All records are to be retyped faithfully and completely.

[Source data]:
►

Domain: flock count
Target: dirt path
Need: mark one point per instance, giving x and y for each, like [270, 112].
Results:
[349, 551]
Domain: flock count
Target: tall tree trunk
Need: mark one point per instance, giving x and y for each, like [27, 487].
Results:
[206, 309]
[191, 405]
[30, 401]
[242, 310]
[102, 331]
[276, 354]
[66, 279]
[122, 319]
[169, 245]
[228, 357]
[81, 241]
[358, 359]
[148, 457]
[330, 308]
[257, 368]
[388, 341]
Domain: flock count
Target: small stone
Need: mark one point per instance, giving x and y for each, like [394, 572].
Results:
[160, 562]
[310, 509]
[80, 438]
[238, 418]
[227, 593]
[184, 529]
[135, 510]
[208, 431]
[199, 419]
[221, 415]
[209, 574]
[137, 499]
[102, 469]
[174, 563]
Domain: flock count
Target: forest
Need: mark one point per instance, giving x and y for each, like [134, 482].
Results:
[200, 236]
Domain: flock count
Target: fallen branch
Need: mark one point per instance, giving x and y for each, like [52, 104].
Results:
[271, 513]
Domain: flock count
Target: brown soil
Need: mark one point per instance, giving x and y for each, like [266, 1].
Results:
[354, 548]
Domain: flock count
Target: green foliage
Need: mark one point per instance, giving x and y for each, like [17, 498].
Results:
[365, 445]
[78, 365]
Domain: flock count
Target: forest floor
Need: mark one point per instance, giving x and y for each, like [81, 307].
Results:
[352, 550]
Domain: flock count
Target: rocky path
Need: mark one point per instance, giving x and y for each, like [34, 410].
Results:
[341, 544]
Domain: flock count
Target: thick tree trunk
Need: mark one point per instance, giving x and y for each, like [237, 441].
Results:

◄

[Correct response]:
Domain: flock count
Target: dirt path
Need: mark one point per instance, giving x and y for each, like [270, 112].
Results:
[349, 551]
Domain: flock count
Target: tall tree trunk
Need: mark one point per instance, giving x and y for each, like [27, 487].
Results:
[206, 309]
[191, 405]
[30, 401]
[242, 310]
[102, 331]
[276, 354]
[66, 279]
[122, 319]
[169, 245]
[228, 357]
[81, 241]
[358, 359]
[148, 457]
[330, 308]
[257, 368]
[388, 341]
Domain: flock count
Target: small stone
Need: mark one point per instance, giving x and y for each, like [394, 572].
Results:
[160, 562]
[310, 509]
[80, 438]
[238, 418]
[227, 593]
[184, 529]
[135, 510]
[208, 431]
[199, 419]
[221, 415]
[209, 574]
[137, 499]
[102, 469]
[174, 563]
Domain: flock count
Target: forest
Need: mark one point per instance, giving x and y for each, like [134, 482].
Results:
[200, 236]
Domain: flock count
Target: fallen branch
Need: mark one point per instance, giving x and y for each, like [52, 104].
Results:
[271, 513]
Domain: flock count
Target: brown soil
Need: mark one point per instance, giving x and y for each, like [266, 1].
Results:
[354, 548]
Domain: flock count
Target: green foliage
Need: mark one point per instance, giving x and y for each, like [17, 498].
Results:
[365, 445]
[78, 365]
Domain: flock count
Target: forest floor
Need: mark one point per instance, giving x and y for each, like [81, 307].
Results:
[352, 550]
Domain: flock count
Target: rocky path
Need: mark one point per instance, giving x and y for each, like [34, 410].
Results:
[341, 544]
Domain: flock count
Target: thick tree trunk
Need: mark one point per instance, giving x and y for each, like [237, 441].
Results:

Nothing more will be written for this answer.